## [Requirement A]
Write out the passage from the review of The Rehearsal verbatim, starting with "The Count [Jamie" and going on through "a distant wing.".
## [Requirement B]
Answer these questions using the review of The Rehearsal:
(i) Which actor plays the Count?
(ii) From what year does Anouilh's piece date?
(iii) Who directed the production?
## [Requirement C]
Resume the review of The Rehearsal after its final sentence, keeping its voice and subject.

## [Article]

Sunday, May 31, 2015

THE REHEARSAL

THE REHEARSAL
Chichester Festival Theatre in the Minerva
29.05.2015

Dust sheets shroud the château, autumn leaves enhance the sense of melancholy.
The Count [Jamie Glover], Tiger to his friends, and arbiter of taste, knows how to throw an elegant party, and he's set on staging an amateur Marivaux - La Double Inconstance – to amuse his guests. Roped in to this “worthless world of taffeta and treachery” are his closest friend, his wife, his mistress, his wife's lover, his lawyer and the young governess to the dozen assorted orphans who, inexplicably, inhabit a distant wing.
Anouilh's witty but ultimately depressing piece dates from 1950. Chichester, typically, excel at capturing the period feel, in a stylish production directed by Jeremy Sams, whose translation this is, and designed by William Dudley. The painted scenery, and the undercurrents of mistrust and malevolence, are gradually revealed as the Marivaux characters meld with the modern-day actors. The cigarette, the telephone brutally remind us that we're no longer in the age of elegance.

## [Data lines]

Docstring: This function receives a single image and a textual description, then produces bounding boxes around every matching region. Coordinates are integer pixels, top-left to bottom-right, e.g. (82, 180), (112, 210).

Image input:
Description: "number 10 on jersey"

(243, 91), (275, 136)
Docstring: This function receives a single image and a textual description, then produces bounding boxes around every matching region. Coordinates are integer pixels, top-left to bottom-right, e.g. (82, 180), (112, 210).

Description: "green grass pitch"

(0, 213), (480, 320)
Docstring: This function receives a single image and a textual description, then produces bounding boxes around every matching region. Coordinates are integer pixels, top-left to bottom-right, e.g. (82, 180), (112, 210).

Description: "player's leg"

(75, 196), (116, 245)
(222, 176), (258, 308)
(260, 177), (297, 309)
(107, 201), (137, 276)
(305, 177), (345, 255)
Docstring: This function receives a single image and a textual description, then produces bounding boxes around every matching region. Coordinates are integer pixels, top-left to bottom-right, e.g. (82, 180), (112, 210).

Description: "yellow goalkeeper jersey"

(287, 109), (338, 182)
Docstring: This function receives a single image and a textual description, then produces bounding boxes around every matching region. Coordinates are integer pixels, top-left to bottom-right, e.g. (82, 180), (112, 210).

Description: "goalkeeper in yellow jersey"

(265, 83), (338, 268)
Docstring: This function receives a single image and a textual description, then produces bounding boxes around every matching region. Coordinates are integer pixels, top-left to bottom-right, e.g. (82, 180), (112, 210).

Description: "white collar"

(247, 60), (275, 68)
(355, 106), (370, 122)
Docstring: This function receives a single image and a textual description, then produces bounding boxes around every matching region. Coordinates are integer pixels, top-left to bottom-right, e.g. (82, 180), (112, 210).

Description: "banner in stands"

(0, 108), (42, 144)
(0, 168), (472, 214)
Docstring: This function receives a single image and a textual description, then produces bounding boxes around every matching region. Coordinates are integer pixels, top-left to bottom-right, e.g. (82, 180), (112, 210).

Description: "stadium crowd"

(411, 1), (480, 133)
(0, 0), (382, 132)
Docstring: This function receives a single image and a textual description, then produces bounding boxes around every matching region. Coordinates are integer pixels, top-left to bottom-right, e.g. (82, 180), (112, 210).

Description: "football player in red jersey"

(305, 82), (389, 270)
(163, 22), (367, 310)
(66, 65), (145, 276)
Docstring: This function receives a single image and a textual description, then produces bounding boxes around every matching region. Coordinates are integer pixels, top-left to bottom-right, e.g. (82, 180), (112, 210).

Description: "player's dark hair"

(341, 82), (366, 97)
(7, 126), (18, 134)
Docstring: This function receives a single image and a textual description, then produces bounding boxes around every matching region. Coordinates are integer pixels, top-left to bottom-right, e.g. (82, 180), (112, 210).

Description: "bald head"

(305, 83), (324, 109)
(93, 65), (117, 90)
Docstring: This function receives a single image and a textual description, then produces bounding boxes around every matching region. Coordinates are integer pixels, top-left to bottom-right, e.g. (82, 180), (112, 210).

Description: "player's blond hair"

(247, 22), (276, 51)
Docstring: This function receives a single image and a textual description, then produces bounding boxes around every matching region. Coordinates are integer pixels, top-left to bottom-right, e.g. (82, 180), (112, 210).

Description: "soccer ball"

## [Exercise result A]
The Count [Jamie Glover], Tiger to his friends, and arbiter of taste, knows how to throw an elegant party, and he's set on staging an amateur Marivaux - La Double Inconstance – to amuse his guests. Roped in to this “worthless world of taffeta and treachery” are his closest friend, his wife, his mistress, his wife's lover, his lawyer and the young governess to the dozen assorted orphans who, inexplicably, inhabit a distant wing.

## [Exercise result B]
(i) Jamie Glover
(ii) 1950
(iii) Jeremy Sams

## [Exercise result C]
A superb cast – Niamh Cusack as the Countess, Katherine Kingsley as Hortensia, Tiger's mistress, Gabrielle Dempsey as the mousy governess Lucile. And, in a compelling performance, Edward Bennett is outstanding as Hero, the dypsomaniac, self-pitying guest who “likes breaking things” and whose ultimately tragic melancholy overshadows the second act. His two-handed scene with Lucile is masterly
A witty, elegant period piece, full of civilized scheming and bitchery, with potent subtexts and resonances.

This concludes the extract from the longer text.